> _TEXT UNDER STUDY_:
--- --- ---
It has been apparent for some time that Marco Rubio's political skills are less impressive than most people assumed several years ago. During the government shutdown/debt ceiling debacle he was either invisible or confused, ricocheting between extremism and quiet moderation, but at all times appearing like a man who didn't know what to do. In one corner, the business community. In another corner, Tea Party activists who will vote in a 2016 Republican primary. The result: flailing. But budget issues have never been nearly as complex for Rubio as immigration reform, which might be the issue that dooms his chances in three years.
It never made the smallest bit of sense why Rubio got behind a comprehensive immigration bill in the Senate that is nearly identical to what President Obama supports. And now, as confirmation that Rubio went down the wrong road, he has decided to distance himself from the bill. Politico reports: "Other prominent immigration supporters like Sen. Marco Rubio (R-Fla.) have also backed off any deal, saying the Obama administration has 'undermined' negotiations by not defunding his signature health care law." As Jon Chait notes, this doesn't make any sense. But on Saturday Rubio went even farther. Breitbart has the story:
A spokesman for Sen. Marco Rubio (R-FL), a member of the Senate’s “Gang of Eight,” told Breitbart News exclusively on Saturday that the House should not pass individual piecemeal immigration bills in a “ruse” to get to a conference committee that would result in a comprehensive immigration bill.
“At this point, the most realistic way to make progress on immigration would be through a series of individual bills,” Rubio spokesman Alex Conant said in an email. “Any effort to use a limited bill as a ruse to trigger a conference that would then produce a comprehensive bill would be counterproductive. Furthermore, any such effort would fail, because any single senator can and will block conference unless such conference is specifically instructed to limit the conference to only the issue dealt with in the underlying bill.”
--- --- ---
> _DATA PROVIDED_:

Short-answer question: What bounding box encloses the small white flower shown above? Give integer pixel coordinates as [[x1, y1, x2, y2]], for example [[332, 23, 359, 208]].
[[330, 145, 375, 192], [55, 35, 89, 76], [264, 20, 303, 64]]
--- --- ---
> _PROBLEM STATEMENT_:
Write the next part of the piece on Marco Rubio and immigration reform, picking up after its last sentence. The material above comes from a separate source, unrelated to the piece on Marco Rubio and immigration reform.

> _RESPONSE TO THE TASK_:
It's hard to decipher precisely what this means (and, as Mickey Kaus points out, Rubio has not been particularly forthcoming about his actual intentions regarding immigration). But since the House is very unlikely to simply pass a large immigration bill, the remaining strategy is the approach that Rubio's spokesman disparages above. For all practical purposes, then, Rubio now opposes comprehensive immigration reform.
This leads to the larger question of what exactly Rubio was thinking when he decided to support the Senate bill in the first place. I have argued previously that it was political suicide for him to get behind the comprehensive approach: if such a bill had passed, Rubio would have been tarred as the most visible supporter of Obama's biggest second term achievement. (Good luck running on that.) And if it fails, as now appears likely, what did he gain by pissing off a bunch of the voters he will need for 2016?
Rubio could argue, in his defense, that he didn't realize the debate over immigration would drag on, or he didn't think that Obama would continue to be so toxic to GOP primary voters. But neither reality took a crystal ball to predict, which is why Rubio's political acumen is in serious question. He has work to do to gain conservative support, and moderates are sure to be wary of his constant flip-flopping. Ann Coulter may have forgiven him, but don't expect voters to be so generous.